### Stated problem
Return, unchanged, every line from the beginning of the records up to and including the line that contains "x=811, y=756".

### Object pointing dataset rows
(begin)

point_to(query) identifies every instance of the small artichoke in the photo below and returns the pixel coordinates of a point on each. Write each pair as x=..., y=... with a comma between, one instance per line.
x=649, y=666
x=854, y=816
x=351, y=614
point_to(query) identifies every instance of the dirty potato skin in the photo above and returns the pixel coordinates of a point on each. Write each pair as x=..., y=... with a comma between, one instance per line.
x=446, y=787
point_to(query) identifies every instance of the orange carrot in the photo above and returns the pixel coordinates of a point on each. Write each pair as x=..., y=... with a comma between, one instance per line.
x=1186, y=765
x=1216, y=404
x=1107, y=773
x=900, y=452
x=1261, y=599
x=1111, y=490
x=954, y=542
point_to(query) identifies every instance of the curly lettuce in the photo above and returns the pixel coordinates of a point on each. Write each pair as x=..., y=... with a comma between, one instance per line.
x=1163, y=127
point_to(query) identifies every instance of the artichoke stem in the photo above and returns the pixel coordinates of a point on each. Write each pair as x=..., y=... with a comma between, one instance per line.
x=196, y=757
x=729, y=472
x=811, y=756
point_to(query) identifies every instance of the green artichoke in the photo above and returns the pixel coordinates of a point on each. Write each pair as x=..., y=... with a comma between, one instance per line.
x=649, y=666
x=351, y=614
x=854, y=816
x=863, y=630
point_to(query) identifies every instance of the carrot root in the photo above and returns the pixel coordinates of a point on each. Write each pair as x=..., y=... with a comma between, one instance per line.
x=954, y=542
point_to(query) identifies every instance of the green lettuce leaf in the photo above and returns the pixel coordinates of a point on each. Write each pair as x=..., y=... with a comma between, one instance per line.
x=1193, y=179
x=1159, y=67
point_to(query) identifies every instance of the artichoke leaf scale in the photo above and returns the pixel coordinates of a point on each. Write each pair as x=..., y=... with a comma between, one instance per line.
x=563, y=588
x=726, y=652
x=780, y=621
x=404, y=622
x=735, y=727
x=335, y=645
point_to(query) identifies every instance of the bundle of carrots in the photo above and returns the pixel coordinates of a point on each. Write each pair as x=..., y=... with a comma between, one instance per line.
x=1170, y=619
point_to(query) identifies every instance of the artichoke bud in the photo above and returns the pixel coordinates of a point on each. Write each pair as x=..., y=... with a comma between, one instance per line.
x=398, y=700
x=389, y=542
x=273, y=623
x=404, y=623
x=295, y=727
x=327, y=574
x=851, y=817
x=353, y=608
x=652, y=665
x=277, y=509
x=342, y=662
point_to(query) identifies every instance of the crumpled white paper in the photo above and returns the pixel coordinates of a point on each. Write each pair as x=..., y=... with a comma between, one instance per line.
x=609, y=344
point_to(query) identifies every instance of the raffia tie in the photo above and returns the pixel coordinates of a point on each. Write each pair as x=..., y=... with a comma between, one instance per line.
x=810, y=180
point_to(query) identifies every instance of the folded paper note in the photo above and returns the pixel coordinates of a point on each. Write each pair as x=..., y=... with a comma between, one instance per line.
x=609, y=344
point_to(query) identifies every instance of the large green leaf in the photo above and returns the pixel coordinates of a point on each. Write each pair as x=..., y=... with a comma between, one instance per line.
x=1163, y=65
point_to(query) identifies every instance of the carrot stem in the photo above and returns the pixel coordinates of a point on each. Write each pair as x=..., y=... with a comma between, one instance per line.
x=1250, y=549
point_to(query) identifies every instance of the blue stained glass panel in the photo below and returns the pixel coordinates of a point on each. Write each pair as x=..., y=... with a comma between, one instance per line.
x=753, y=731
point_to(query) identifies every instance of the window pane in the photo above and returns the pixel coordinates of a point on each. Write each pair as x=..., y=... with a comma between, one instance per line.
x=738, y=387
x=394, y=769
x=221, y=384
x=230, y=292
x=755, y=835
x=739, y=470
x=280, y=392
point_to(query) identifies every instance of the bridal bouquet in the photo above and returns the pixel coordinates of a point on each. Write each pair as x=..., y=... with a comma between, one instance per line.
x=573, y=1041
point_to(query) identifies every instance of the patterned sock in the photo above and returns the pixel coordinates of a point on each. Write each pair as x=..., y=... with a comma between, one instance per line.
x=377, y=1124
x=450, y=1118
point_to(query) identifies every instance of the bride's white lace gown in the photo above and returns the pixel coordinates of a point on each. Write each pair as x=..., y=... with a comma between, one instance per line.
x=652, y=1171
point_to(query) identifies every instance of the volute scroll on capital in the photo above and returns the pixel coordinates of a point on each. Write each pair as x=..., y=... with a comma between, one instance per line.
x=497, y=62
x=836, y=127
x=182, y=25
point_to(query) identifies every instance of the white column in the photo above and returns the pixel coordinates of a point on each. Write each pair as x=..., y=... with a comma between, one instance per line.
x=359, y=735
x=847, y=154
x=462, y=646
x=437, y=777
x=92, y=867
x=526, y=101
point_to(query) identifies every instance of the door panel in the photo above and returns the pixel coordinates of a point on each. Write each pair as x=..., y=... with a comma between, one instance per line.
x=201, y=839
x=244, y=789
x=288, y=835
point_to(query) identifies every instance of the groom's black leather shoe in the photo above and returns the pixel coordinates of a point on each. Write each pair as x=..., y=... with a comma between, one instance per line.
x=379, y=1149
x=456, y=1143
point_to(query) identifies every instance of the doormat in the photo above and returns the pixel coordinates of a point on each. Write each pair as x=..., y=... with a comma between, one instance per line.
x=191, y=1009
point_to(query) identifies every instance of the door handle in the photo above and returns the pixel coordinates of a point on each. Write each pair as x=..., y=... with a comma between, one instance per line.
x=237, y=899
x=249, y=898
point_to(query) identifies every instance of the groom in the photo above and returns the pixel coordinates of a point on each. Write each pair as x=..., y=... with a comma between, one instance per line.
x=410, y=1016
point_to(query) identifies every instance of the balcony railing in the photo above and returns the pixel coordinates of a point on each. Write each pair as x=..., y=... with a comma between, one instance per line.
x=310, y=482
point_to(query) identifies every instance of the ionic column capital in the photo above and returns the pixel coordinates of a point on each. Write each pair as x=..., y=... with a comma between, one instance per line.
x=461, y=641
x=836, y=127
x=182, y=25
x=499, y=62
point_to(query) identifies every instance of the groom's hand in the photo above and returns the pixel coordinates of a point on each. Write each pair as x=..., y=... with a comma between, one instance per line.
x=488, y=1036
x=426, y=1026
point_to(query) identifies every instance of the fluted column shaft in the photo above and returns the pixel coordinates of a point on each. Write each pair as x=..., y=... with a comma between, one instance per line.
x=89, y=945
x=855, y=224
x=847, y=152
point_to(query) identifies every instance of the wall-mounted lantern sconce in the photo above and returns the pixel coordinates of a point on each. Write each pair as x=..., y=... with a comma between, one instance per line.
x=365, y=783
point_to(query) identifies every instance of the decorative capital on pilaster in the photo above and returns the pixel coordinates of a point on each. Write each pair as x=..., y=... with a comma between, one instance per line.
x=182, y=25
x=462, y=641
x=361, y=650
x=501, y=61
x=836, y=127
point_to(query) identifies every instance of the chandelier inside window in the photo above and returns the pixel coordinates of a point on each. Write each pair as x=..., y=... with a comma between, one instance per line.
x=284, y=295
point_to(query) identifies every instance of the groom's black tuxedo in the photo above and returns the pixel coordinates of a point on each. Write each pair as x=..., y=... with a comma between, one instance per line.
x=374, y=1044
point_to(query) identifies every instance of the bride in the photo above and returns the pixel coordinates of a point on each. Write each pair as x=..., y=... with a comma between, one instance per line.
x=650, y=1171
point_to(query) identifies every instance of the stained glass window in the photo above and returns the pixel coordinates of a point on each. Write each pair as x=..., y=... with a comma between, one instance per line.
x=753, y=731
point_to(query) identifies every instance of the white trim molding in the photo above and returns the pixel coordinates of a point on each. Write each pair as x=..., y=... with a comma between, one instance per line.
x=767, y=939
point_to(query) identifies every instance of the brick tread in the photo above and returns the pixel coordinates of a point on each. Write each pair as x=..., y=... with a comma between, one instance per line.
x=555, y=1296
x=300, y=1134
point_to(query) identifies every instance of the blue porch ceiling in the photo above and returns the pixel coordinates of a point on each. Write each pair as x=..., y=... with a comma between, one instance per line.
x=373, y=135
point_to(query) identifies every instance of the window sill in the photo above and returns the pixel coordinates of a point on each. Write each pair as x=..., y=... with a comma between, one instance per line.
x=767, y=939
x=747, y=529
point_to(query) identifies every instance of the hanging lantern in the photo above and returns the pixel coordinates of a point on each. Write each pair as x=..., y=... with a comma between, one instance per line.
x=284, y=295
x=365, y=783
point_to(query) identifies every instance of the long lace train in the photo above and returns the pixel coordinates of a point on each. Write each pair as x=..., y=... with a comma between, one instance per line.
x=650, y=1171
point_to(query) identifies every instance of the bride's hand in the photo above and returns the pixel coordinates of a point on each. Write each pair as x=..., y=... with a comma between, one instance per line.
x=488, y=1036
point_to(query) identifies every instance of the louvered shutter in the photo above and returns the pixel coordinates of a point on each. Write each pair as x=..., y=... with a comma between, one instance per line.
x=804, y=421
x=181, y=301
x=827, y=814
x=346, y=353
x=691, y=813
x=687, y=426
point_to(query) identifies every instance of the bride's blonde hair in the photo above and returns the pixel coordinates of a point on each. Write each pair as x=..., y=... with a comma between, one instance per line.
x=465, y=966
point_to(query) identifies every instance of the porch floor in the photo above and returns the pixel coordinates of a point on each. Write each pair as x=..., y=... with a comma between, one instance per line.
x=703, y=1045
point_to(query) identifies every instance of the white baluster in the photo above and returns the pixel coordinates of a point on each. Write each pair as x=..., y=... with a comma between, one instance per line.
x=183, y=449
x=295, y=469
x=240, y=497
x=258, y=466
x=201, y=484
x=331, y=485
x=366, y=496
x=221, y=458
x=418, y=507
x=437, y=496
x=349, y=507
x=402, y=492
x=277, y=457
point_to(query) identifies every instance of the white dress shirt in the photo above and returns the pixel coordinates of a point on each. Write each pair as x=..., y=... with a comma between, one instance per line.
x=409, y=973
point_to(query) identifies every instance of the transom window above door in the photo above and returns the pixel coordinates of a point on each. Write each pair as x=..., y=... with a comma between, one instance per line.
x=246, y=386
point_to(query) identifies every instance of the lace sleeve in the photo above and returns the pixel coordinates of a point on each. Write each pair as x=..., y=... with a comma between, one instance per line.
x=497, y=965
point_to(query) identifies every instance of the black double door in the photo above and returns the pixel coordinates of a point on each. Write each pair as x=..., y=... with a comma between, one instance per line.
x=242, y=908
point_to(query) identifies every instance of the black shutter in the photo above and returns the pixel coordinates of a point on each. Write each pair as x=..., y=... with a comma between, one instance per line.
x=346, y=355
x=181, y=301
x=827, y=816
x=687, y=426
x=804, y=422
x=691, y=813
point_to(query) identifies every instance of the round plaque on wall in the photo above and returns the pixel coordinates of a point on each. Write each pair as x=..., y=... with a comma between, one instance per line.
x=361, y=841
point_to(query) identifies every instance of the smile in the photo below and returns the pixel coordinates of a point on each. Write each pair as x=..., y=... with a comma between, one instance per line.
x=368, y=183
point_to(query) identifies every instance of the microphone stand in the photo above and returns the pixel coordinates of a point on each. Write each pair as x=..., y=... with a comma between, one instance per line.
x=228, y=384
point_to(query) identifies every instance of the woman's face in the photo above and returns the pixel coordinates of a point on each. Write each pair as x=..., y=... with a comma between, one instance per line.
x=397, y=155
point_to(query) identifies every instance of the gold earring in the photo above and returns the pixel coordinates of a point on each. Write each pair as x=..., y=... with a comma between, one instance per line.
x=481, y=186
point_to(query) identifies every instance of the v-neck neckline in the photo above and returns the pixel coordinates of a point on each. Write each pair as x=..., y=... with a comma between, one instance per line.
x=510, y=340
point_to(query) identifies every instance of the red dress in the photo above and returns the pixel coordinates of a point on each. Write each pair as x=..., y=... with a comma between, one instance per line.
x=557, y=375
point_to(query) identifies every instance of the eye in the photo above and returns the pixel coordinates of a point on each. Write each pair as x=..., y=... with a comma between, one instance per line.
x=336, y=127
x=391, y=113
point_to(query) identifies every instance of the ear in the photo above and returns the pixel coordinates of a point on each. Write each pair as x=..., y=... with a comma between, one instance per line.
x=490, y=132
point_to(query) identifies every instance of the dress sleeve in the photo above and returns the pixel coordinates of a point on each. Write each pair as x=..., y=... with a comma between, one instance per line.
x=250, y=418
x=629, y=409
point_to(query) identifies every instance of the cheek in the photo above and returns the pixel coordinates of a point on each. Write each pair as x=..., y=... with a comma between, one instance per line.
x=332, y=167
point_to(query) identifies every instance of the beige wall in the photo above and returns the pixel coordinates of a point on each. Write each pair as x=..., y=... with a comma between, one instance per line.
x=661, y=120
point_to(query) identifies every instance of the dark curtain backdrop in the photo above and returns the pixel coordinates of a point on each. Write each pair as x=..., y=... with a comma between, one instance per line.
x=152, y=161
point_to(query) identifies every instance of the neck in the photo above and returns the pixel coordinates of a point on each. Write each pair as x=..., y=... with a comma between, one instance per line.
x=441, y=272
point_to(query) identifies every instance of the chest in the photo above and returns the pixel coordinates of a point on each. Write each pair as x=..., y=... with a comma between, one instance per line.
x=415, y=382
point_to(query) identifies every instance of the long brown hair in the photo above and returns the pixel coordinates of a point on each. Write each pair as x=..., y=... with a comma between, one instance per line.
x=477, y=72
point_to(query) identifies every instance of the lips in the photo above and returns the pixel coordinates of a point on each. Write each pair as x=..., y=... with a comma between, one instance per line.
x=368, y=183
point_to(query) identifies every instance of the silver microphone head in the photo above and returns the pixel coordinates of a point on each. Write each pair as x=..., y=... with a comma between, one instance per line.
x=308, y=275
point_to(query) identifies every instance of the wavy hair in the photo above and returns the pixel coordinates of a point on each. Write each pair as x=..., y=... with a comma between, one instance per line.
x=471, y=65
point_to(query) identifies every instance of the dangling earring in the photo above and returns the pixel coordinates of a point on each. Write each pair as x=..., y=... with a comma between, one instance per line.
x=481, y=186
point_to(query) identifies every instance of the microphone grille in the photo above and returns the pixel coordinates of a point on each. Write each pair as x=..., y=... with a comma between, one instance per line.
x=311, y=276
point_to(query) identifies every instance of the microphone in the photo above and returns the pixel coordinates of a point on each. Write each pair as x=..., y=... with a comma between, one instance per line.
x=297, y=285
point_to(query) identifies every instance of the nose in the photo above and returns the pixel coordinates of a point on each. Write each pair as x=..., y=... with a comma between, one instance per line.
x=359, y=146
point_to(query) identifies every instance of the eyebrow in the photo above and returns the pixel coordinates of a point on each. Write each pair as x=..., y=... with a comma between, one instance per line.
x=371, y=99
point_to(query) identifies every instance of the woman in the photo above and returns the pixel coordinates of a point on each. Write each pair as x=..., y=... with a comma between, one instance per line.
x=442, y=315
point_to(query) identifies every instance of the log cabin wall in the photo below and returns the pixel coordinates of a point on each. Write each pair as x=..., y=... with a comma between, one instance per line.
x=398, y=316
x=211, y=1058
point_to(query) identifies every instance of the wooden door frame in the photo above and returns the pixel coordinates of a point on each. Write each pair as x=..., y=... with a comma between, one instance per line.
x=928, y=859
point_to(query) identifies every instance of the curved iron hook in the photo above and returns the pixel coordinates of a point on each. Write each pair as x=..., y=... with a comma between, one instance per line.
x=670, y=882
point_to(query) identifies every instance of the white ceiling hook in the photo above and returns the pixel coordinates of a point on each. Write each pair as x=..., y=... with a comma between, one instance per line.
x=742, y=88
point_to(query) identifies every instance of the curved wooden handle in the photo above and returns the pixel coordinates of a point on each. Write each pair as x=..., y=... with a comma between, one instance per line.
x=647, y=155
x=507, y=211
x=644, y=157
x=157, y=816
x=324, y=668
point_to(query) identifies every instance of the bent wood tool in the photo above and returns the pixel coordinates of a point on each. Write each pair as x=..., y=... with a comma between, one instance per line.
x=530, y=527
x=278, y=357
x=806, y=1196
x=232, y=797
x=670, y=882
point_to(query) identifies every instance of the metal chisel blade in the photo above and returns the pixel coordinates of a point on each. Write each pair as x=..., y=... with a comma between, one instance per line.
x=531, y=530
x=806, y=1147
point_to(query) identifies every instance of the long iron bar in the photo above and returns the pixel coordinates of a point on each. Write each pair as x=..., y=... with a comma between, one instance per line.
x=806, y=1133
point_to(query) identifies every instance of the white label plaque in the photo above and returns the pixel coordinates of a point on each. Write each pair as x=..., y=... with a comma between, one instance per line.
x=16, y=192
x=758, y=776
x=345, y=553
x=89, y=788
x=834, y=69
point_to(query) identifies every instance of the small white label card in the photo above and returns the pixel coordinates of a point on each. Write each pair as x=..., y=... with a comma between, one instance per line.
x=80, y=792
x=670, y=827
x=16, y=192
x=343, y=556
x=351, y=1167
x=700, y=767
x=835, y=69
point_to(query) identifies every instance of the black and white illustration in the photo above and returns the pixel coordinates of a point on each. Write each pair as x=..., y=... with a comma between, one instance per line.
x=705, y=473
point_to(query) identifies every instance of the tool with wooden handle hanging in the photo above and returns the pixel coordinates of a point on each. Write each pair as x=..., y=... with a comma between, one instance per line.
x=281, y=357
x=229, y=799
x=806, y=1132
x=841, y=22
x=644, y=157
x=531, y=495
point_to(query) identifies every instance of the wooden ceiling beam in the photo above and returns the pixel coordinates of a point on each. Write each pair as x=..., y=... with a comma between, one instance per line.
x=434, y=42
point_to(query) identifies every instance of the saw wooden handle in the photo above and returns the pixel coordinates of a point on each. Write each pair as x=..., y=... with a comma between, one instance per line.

(end)

### Task response
point_to(query) identifies every instance of the small artichoke in the photo below and returns the pixel coordinates of a point on each. Write each pair as x=..., y=... with a comma between, one instance per line.
x=649, y=666
x=854, y=816
x=351, y=614
point_to(query) identifies every instance of the dirty potato skin in the photo above and returns the pixel coordinates of a point on each. Write each pair as x=..., y=... with a comma between, one instance per line.
x=446, y=787
point_to(query) identifies every instance of the orange carrot in the photo above and returns the pixel coordinates of a point on each. Write each pair as x=..., y=... with a comma between, one instance per line.
x=1186, y=765
x=1216, y=404
x=1107, y=773
x=900, y=452
x=1261, y=599
x=1111, y=490
x=954, y=542
point_to(query) identifies every instance of the curly lettuce in the photo above and returns the pixel coordinates of a point on each. Write each pair as x=..., y=... with a comma between, one instance per line.
x=1163, y=127
point_to(query) identifies every instance of the artichoke stem in the photo above and returns the pixel coordinates of a point on each. Write each pair as x=..., y=... with a comma between, one instance per line.
x=196, y=757
x=729, y=472
x=811, y=756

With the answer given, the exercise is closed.